Start
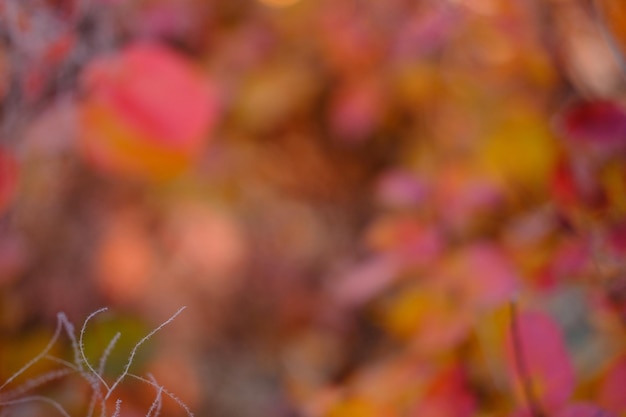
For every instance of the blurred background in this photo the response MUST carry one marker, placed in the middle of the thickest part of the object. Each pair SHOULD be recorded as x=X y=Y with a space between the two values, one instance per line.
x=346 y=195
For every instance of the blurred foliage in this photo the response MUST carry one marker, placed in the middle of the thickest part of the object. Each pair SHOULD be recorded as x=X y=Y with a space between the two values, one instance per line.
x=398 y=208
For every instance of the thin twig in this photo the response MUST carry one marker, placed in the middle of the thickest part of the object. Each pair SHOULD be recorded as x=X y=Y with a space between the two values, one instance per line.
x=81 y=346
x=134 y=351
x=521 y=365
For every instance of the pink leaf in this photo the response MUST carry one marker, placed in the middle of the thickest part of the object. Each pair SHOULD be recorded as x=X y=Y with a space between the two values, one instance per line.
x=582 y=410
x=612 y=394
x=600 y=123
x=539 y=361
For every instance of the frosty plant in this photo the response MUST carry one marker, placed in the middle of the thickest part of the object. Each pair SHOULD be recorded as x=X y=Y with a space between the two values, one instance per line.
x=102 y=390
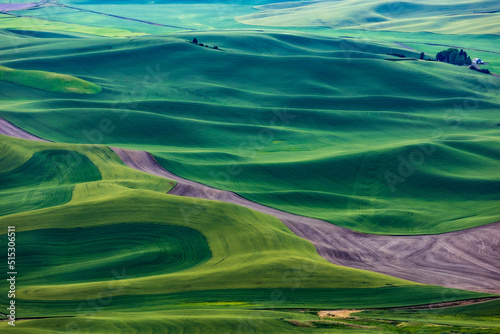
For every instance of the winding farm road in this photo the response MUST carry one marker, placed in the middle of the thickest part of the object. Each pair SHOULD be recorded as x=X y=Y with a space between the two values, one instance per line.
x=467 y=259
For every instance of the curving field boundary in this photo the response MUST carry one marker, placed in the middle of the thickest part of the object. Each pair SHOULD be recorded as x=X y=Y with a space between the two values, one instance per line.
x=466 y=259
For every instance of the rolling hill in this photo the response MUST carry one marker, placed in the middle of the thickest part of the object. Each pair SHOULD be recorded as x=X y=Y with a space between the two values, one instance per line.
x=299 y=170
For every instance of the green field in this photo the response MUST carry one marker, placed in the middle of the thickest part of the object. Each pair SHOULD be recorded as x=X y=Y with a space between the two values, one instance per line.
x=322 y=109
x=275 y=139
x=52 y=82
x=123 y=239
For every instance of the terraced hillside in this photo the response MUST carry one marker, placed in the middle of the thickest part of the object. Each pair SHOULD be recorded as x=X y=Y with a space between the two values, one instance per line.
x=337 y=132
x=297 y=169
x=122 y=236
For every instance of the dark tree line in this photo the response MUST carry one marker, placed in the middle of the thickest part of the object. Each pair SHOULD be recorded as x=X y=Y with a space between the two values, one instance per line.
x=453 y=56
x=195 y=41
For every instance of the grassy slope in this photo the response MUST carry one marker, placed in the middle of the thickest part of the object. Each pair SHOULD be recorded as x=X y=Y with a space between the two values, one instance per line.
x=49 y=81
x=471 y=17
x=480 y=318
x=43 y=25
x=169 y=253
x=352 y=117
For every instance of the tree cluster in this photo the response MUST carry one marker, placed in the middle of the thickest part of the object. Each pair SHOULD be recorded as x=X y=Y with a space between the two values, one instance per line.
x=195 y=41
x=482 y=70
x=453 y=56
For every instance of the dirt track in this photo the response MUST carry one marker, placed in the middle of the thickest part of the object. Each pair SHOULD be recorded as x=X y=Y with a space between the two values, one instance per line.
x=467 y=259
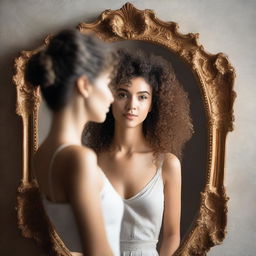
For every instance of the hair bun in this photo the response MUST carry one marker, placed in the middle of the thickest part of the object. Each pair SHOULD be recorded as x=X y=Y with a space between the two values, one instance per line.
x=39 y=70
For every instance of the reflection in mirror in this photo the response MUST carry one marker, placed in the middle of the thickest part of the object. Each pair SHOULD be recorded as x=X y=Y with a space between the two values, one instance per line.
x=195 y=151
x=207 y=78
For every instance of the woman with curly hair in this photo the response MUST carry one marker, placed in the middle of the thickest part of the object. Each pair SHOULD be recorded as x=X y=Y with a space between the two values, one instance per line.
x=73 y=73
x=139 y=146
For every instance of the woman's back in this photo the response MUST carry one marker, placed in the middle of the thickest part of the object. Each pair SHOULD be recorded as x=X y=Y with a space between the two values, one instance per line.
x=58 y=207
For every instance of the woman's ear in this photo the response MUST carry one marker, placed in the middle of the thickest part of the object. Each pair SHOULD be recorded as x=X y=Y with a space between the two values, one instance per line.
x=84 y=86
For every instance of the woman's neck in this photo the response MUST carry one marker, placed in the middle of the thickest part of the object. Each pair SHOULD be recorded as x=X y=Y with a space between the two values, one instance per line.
End
__WHAT TO DO__
Extract the text of every item above without changing a word, and leave the pictures out of your answer.

__FINAL ANSWER__
For every instance of the blurred background in this photo the response MUST carry one marker, placed in the middle of the thickest part of the object. Each pair SHOULD be recorded as x=X y=Y with a space between the two values, one instance per line.
x=346 y=195
For every instance of the blurred foliage in this photo the response MUST carry one marker, placed in the middle of the thickest part of the object. Each pair SHOULD be recorded as x=X y=Y with a space between the two values, one instance per line.
x=398 y=208
For every instance of the thin twig in this photo the response MUST carry one marker, placed in the middle of the thickest part of the object. Each pair SHOULD be recorded as x=X y=Y with a space between the two values, one instance per line.
x=81 y=346
x=134 y=351
x=521 y=365
For every instance of the pink leaf in this photo the response MUST carry one marker, placed in the middle of the thickest part of the object. Each pair SHOULD be recorded as x=X y=Y with a space between the two values, one instance per line.
x=582 y=410
x=612 y=394
x=600 y=123
x=539 y=361
For every instance of the frosty plant in this photo the response MUST carry one marker, placed in the middle of the thickest part of the object. Each pair SHOULD be recorded as x=X y=Y with a space between the two values, one instance per line.
x=102 y=390
For every instance of the winding farm road in this photo the response MUST carry one marker, placed in the middle of the thickest part of the object. Each pair SHOULD be recorded as x=X y=Y with a space between the two values, one instance per line.
x=467 y=259
For every instance of the curving field boundary in this photo the response MUST carry one marker, placed in the middle of the thickest part of the object. Each pair SHOULD be recorded as x=X y=Y with a space between the two values, one instance per line.
x=466 y=259
For every instance of the rolling hill in this photo the response MUST carry one marker, placed in the middle of the thickest part of the object. Each pair SHOULD be recorded as x=X y=Y with a space between the two values, one instance per line.
x=299 y=170
For every instance of the green field in this photo the response MUST carry one marker, placed in the middle of the thickest part of the object. Each pair SHOULD be recorded as x=X y=Y with a space between the two values, one instance per line.
x=322 y=109
x=275 y=139
x=52 y=82
x=123 y=239
For every instance of the terraced hillside in this photo the response MUST carry one marker, placed in the middle of the thickest part of the object. Each pair SHOULD be recorded as x=X y=Y with a space between the two values, one instance per line.
x=337 y=132
x=297 y=169
x=122 y=236
For every instance of the dark tree line in this photo the response MUST carry one marker, placed in the middle of the thickest part of the object. Each pair SHOULD be recorded as x=X y=Y with a space between the two values, one instance per line.
x=453 y=56
x=195 y=41
For every instance of the grassy slope in this photo the response MUST carry one marker, placed in the middle of the thickest part of the object. Each pair SHOULD be recorded as x=X y=Y with a space between the two values, one instance per line.
x=49 y=81
x=471 y=17
x=480 y=318
x=43 y=25
x=169 y=253
x=352 y=117
For every instance of the tree cluster in this photo the response MUST carry one marker, placed in the middle of the thickest part of the object. Each pair SHOULD be recorded as x=X y=Y with a space between the two values, one instance per line.
x=195 y=41
x=482 y=70
x=453 y=56
For every instance of the dirt track in this photo the response MUST carry one marker, placed in the middle of the thickest part of the object. Each pair SHOULD be recorded as x=X y=Y with a space between the two values, one instance per line.
x=467 y=259
For every instance of the hair bun in this photo the response MUST carry one marker, placed in the middle of the thickest part of the object. Each pair SHOULD be recorded as x=X y=Y with a space between the two values, one instance per line.
x=39 y=70
For every instance of the reflection in mirror in this photo the response MUST carry one marker, placed in the middle of the thickest part of the object. Each pair SHOULD be recorded as x=X y=Y with a space between the two values, one instance per line.
x=195 y=151
x=207 y=78
For every instance of the woman with curly hair in this photo the response MUST carry one marker, placed in the middle of the thickest part of the object. Each pair SHOULD be recorded as x=X y=Y with a space between the two values, one instance per line.
x=73 y=73
x=139 y=146
For every instance of the woman's back in this photo the response MUST carry one marker, placed in the middle of the thickest part of the object. Each pair SHOULD be recorded as x=X y=Y with a space between the two values, one instance per line.
x=58 y=207
For every instance of the woman's ear in this photo the response MUST carry one marker, placed in the middle of the thickest part of the object. Each pair SHOULD be recorded as x=X y=Y with a space between the two values, one instance per line.
x=84 y=86
For every instance of the woman's neck in this photo the response MUST carry one marker, placed in the middle of the thickest part of the object. Each pair SHOULD be recorded as x=X y=Y with a space between the two values, one instance per line.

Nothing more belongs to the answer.